Find each line in the entries below that contains the word "hare", and copy those lines out. Case counts.

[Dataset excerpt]
━━━━━━━━━━━━━━━━

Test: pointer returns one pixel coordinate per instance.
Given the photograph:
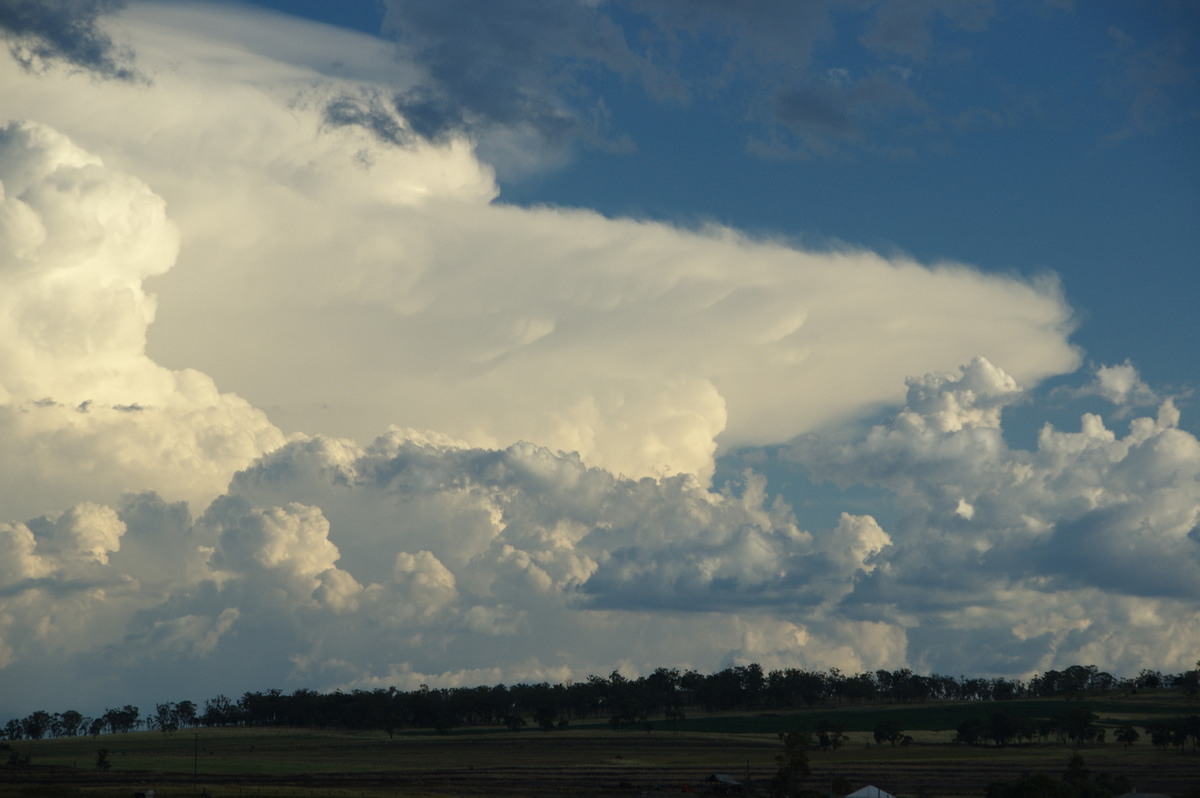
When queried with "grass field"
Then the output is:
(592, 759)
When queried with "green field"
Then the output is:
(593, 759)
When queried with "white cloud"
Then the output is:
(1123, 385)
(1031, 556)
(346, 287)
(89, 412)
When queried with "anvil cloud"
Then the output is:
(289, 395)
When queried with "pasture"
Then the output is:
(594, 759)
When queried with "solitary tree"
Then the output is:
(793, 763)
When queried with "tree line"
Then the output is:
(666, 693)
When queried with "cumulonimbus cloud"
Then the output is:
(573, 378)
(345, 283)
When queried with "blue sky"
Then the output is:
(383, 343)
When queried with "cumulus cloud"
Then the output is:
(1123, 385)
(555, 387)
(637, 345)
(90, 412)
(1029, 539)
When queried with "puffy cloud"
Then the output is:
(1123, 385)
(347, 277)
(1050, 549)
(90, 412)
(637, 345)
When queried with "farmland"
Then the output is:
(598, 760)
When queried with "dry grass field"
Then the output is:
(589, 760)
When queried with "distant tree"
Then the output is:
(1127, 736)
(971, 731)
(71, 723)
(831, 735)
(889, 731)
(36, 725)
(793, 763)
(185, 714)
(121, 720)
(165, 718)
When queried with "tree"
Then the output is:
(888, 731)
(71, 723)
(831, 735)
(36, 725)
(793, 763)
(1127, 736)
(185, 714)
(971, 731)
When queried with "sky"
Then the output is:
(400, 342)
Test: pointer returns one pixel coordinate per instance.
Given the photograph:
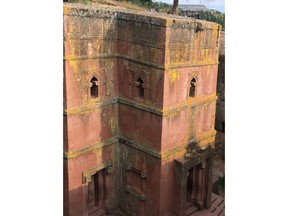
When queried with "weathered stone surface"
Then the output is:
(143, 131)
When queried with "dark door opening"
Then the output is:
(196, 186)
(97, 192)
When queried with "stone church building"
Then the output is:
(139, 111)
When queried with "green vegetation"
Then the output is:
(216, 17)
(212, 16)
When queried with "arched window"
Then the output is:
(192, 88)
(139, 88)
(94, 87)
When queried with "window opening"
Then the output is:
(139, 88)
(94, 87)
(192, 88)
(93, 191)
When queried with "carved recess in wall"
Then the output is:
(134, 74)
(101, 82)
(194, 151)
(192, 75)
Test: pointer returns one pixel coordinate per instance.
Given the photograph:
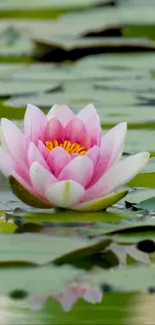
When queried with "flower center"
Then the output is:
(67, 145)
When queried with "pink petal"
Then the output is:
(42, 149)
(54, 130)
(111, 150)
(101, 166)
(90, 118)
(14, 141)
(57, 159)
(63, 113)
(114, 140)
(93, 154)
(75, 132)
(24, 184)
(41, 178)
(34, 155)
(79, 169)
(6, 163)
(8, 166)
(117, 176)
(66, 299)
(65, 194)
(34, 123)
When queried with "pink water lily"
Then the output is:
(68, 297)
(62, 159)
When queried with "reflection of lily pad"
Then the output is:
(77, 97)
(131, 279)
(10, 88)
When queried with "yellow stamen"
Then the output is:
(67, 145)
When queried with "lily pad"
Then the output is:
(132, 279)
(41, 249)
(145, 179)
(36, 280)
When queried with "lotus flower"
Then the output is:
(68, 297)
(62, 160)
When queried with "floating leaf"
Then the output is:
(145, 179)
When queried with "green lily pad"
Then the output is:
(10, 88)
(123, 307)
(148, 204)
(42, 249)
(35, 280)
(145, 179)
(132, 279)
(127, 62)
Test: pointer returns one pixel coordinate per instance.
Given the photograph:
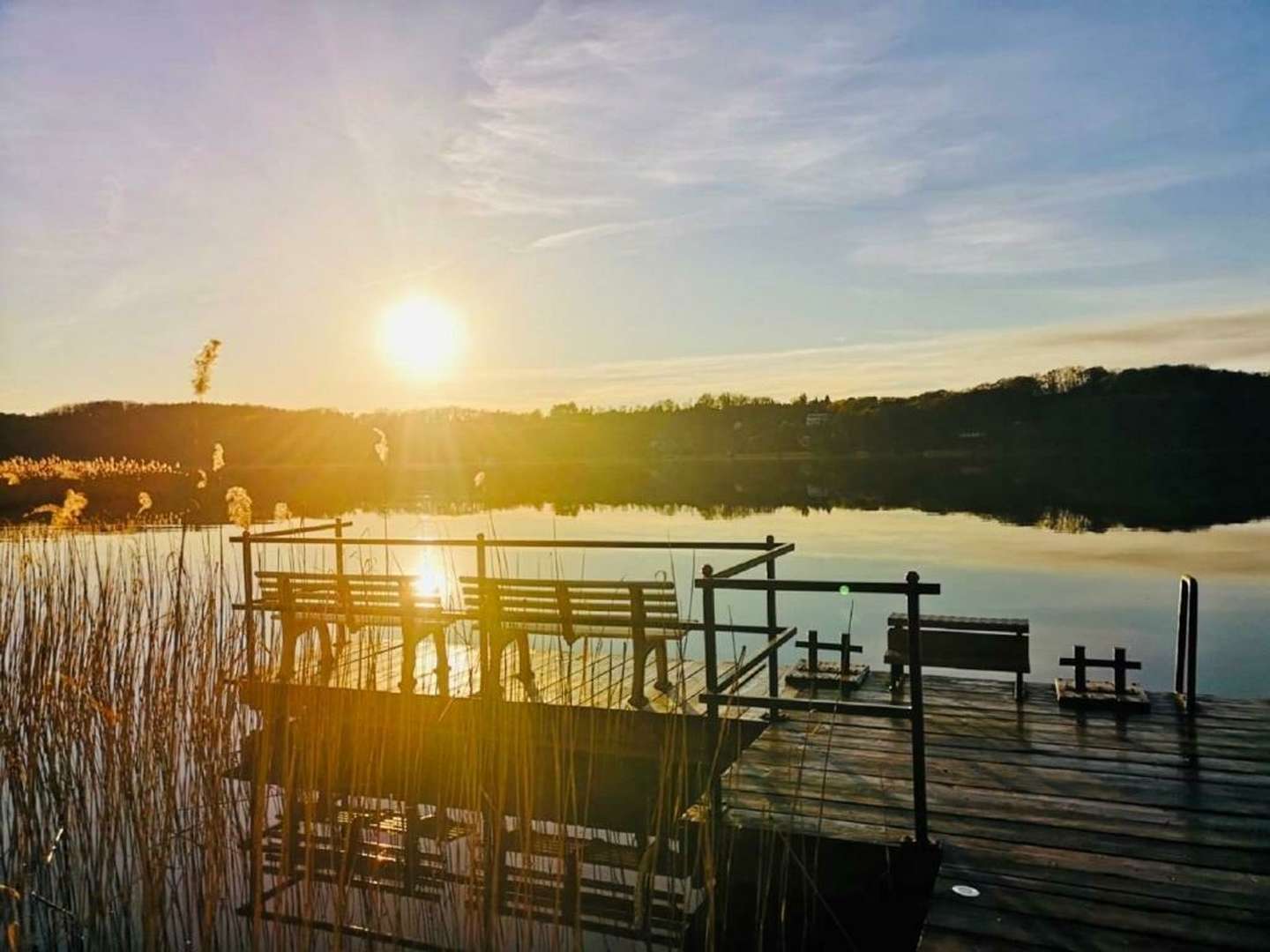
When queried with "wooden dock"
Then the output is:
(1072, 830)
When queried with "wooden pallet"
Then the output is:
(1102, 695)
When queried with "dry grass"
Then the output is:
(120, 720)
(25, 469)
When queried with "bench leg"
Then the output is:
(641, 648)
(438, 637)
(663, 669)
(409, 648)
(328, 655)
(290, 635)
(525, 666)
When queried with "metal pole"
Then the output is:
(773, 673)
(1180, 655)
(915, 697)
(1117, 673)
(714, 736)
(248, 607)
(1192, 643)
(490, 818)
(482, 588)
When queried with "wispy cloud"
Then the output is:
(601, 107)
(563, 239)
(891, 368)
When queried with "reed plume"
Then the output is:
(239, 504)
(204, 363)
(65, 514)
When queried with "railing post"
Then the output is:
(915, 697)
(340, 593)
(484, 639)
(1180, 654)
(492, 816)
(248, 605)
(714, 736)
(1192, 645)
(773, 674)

━━━━━━━━━━━━━━━━

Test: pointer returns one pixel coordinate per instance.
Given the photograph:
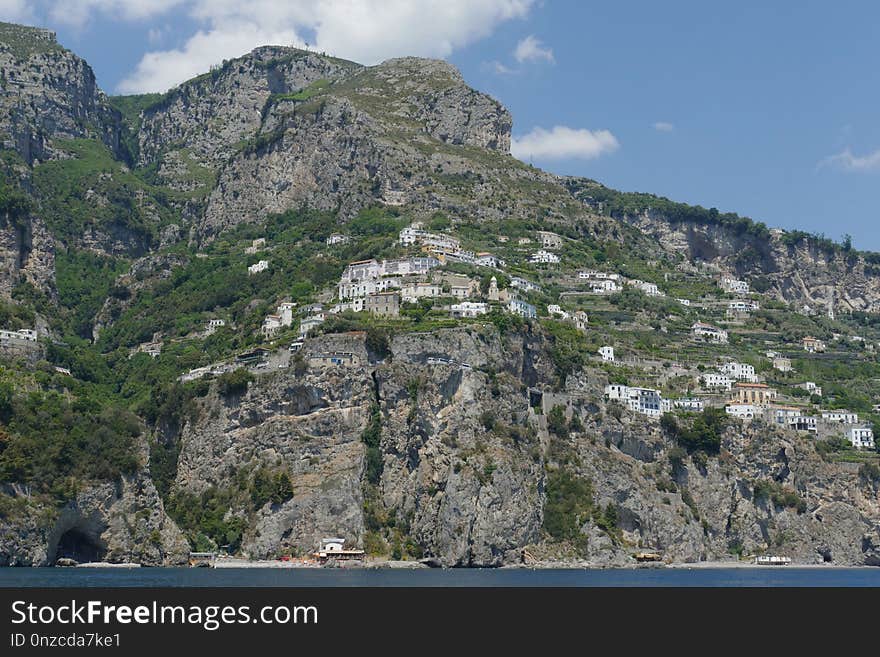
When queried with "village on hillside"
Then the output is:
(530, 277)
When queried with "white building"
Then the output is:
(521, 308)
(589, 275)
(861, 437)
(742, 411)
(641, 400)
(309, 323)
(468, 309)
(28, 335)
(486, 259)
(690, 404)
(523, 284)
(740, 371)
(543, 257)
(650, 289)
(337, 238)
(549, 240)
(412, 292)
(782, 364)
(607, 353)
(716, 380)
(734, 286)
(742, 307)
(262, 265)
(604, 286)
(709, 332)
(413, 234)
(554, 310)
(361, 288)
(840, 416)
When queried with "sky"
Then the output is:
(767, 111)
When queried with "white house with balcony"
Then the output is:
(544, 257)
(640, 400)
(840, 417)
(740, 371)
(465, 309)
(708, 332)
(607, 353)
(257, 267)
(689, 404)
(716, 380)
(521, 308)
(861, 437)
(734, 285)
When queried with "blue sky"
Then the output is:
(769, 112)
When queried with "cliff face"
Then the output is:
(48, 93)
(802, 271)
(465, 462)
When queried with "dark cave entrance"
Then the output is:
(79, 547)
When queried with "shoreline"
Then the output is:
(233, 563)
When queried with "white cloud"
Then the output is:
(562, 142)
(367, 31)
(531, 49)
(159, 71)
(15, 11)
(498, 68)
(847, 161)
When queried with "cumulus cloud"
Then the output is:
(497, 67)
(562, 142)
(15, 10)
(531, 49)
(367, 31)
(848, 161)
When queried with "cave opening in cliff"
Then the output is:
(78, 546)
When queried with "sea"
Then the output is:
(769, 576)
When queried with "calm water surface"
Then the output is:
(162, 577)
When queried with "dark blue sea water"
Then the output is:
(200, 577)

━━━━━━━━━━━━━━━━

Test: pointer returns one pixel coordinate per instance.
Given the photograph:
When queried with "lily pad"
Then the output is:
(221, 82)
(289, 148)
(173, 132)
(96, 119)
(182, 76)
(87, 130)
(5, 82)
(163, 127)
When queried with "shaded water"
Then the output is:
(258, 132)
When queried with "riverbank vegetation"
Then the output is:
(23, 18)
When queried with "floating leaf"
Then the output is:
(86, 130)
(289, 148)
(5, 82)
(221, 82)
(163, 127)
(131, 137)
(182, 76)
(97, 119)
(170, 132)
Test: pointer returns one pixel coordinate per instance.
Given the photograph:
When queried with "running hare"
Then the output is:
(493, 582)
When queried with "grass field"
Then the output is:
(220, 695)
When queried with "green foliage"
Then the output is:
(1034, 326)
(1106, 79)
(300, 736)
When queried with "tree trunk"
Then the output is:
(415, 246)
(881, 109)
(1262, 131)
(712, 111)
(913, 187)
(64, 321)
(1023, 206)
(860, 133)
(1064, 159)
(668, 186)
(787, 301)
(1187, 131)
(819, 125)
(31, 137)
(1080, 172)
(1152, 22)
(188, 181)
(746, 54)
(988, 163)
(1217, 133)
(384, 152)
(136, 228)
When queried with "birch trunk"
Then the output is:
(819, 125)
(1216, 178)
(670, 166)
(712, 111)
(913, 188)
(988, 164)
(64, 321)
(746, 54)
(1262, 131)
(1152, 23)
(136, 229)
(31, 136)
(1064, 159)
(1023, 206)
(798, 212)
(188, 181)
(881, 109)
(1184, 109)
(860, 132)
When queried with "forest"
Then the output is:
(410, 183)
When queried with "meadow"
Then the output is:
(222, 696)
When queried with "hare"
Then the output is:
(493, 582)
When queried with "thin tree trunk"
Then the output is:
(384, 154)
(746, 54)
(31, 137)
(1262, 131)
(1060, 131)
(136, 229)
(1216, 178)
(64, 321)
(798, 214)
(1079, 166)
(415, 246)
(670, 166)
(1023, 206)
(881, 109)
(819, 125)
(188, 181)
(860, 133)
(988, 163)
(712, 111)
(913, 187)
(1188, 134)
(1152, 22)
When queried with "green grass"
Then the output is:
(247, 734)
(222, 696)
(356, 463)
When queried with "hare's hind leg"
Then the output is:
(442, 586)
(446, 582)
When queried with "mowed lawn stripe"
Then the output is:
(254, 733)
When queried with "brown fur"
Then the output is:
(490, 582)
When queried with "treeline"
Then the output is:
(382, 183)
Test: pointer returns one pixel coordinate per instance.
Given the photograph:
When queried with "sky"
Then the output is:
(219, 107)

━━━━━━━━━━━━━━━━

TASK RESPONSE:
When queried with "running hare"
When queried with "hare"
When queried with "hare's hind leg"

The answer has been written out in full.